SELECTED EXTRACT:

-=-=-=-=-

George Kimball: Thirty-eight years later it remains the highlight of any Olympic film: when he took the baton from Dick Stebbins for the anchor leg in the 4x100 metres relay final, the US sat in fifth place. Bob Hayes, who had already won the 100 metres gold medal in Tokyo, proceeded to run down the anchormen of Jamaica, Russia, Poland, and France over that final straight to win.
Hayes was clocked at 8.6 seconds for his 100 metres split, which was later described, accurately, as "the most astonishing sprint of all time". (Okay, he had the benefit of a running start, but consider when Tim Montgomery broke the world record for the distance in Paris last week, his time was 9.78 seconds.) The 39.06 time for the US team in that relay shattered the world record by half a second.
Watching in the stands in Tokyo that day was Jesse Owens, the 1936 American Olympic hero, who was seated with Hayes's mother.
"Jesse told me 'you go out there and run, and we'll take care of your Mom'," Hayes reminisced in his hometown newspaper two months ago. "When (Emperor) Hirohito put that medal around my neck, all I could think about was here's this kid from the ghetto, from the 'hood, standing with the highest level of a foreign government. Then I looked up at the stands and saw my Mom with tears in her eyes. It's my best Olympic memory."
And the Olympics may not even have been the highlight of Hayes's athletic career. I was there at Tulane Stadium eight years later when Hayes helped the Dallas Cowboys defeat the Miami Dolphins in Super Bowl VI.
When they buried Bob Hayes in Jacksonville, Florida, yesterday, he went to his grave the only man to have won both Olympic gold medals and a Super Bowl ring.
"A lot of track guys give football a shot, but Bob is the only one who really did anything with it," Hayes's old Dallas team-mate Calvin Hill recalled to a Jacksonville newspaper last week. "My old track coach at Yale wasn't given to hyperbole, but he said what he saw in that final leg of the '64 Olympic relay, you may never see again."
Hayes already held world records in the 100 and 220-yard dashes, as well as in the indoor 70, when he prepared for his senior football season at Florida A&M. At the behest of the US Olympic Committee, President Lyndon B Johnson contacted Jake Gaithers, the coach at the predominantly black university, requesting he hold Hayes out of gridiron competition lest he be injured.
"Mr President, let me tell you something," Gaithers later recalled. "I carried this boy for four years, and I know. I guarantee he won't get hurt."
"How can you 'guarantee' this?" asked Johnson.
"Because Bob Hayes is a football player," replied Gaithers. "He just happens to also be the world's fastest human."
The Cowboys had drafted him before the Olympics, and his lightning speed forced a revolution in defensive concepts. More than any other man, Hayes was responsible for the development of modern-day zone coverages, simply because no defensive back alive could handle him.

-=-=-=-=-

DATASET EXTRACT:
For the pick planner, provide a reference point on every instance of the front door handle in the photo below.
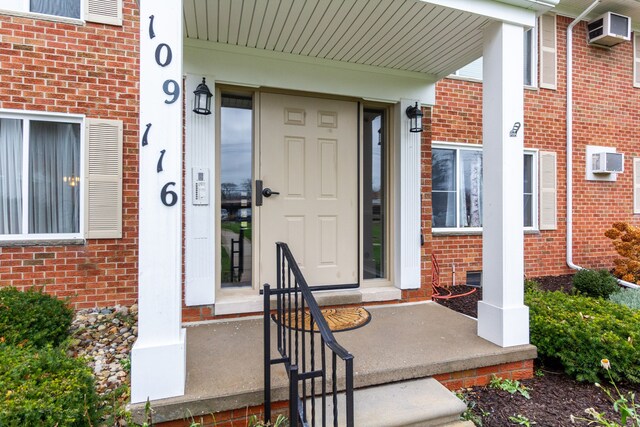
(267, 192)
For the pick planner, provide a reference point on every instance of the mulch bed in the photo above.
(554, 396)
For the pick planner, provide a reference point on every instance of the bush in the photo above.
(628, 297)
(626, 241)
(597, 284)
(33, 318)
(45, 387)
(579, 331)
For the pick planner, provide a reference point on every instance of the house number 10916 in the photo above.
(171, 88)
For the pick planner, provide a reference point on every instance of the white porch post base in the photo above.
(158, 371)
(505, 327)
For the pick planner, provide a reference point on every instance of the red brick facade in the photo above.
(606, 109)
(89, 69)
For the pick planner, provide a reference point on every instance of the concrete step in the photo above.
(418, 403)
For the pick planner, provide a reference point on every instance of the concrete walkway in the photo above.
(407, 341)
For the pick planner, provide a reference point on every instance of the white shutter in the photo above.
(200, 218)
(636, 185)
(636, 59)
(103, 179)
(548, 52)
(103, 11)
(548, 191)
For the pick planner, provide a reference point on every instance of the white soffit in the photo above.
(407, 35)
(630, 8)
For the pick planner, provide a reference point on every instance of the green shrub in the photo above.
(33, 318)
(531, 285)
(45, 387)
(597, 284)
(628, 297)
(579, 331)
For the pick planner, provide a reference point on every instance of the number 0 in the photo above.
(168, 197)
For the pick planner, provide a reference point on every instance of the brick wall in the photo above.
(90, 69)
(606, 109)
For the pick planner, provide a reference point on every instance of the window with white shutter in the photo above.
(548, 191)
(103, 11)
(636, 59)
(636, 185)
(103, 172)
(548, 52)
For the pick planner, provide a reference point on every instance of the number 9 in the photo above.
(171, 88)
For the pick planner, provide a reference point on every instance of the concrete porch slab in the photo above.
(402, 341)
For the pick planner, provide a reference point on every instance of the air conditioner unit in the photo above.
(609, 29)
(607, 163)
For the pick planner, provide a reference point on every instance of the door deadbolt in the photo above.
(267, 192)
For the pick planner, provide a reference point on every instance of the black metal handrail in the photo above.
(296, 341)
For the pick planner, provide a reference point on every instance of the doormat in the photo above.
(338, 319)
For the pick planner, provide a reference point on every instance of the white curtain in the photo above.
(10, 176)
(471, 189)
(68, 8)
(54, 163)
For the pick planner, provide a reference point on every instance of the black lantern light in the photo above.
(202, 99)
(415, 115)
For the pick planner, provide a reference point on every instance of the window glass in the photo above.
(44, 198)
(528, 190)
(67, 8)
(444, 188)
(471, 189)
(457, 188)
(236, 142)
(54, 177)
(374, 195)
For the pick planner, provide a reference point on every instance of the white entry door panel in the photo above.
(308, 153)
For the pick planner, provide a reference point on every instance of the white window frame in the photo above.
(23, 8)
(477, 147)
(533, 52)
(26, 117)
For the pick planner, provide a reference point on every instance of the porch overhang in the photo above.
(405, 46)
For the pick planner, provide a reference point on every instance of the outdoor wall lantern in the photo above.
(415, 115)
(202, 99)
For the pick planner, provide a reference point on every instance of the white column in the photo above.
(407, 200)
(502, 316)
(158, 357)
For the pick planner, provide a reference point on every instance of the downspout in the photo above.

-=-=-=-=-

TASK LIST:
- A) Do these statements agree with the Bob Hayes article? Answer yes or no for each, and quote the deciding words. (i) The US was in fifth place when Hayes took the baton for the anchor leg. (ii) Hayes's 100 metres split in the relay was clocked at 9.78 seconds. (iii) Jesse Owens sat with Hayes's mother in the stands in Tokyo.
- B) Return the stretch of the Bob Hayes article from "Hayes already held" through "he be injured.".
- C) Write the next part of the Bob Hayes article, picking up after its last sentence.
The rows have nothing to do with the Bob Hayes article.

SOLVED TASKS:
- A)
(i) Yes: "when he took the baton from Dick Stebbins for the anchor leg in the 4x100 metres relay final, the US sat in fifth place"
(ii) No: "Hayes was clocked at 8.6 seconds for his 100 metres split"
(iii) Yes: "Watching in the stands in Tokyo that day was Jesse Owens, the 1936 American Olympic hero, who was seated with Hayes's mother"

- B)
Hayes already held world records in the 100 and 220-yard dashes, as well as in the indoor 70, when he prepared for his senior football season at Florida A&M. At the behest of the US Olympic Committee, President Lyndon B Johnson contacted Jake Gaithers, the coach at the predominantly black university, requesting he hold Hayes out of gridiron competition lest he be injured.

- C)
In an 11-year NFL career he caught 71 touchdown passes (more than seven of the 15 wide receivers currently immortalised in the Pro Football Hall of Fame), and averaged 20 yards per catch. (Only one Hall of Famer, Miami's Paul Warfield, averaged more.) He was installed in the National Track and Field Hall of Fame in 1976, but when his name came up for eligibility for election to the Pro Football Hall of Fame in 1981, Hayes didn't get a sniff. Over the five-year window in which his name was on the ballot he never even made the 15-man short-list.
Voters will cite various reasons for this omission - Hayes went to only three Pro Bowls in 11 years, he had only one 100-yard receiving day in his 15 post-season appearances, and scored just one play-off touchdown - but it says here the actual reason he was shunned was that in 1979 he served 10 months in a federal penitentiary after pleading guilty to delivering narcotics to an undercover police officer.
Hayes fought his battles with drugs and alcohol, and made four trips to rehab clinics before defeating his demons. Why his personal life should disqualify him from membership in an organisation that continues to honour OJ Simpson is mystifying.
Acknowledging his drug and prison experiences "destroyed my life", Hayes went to his grave tormented by his exclusion from this final honour.
"There's a lot of pain in my heart because what I accomplished was second to none," he said in a 1999 interview in which he described himself as "an outcast".
For many years Hayes was even ostracised by the Cowboys' organisation. It was only a year ago Dallas owner Jerry Jones, aware Hayes (who had battled prostate cancer, liver and kidney problems, and undergone triple-bypass heart surgery) didn't have long to live, made him the 11th member of the Cowboys' Ring of Fame.
"I'm thrilled, I'm grateful, I'm blessed," Hayes told the crowd at his induction at Texas Stadium last September. "I played for the world's greatest professional sports team in history. Once a Dallas Cowboy, always a Dallas Cowboy."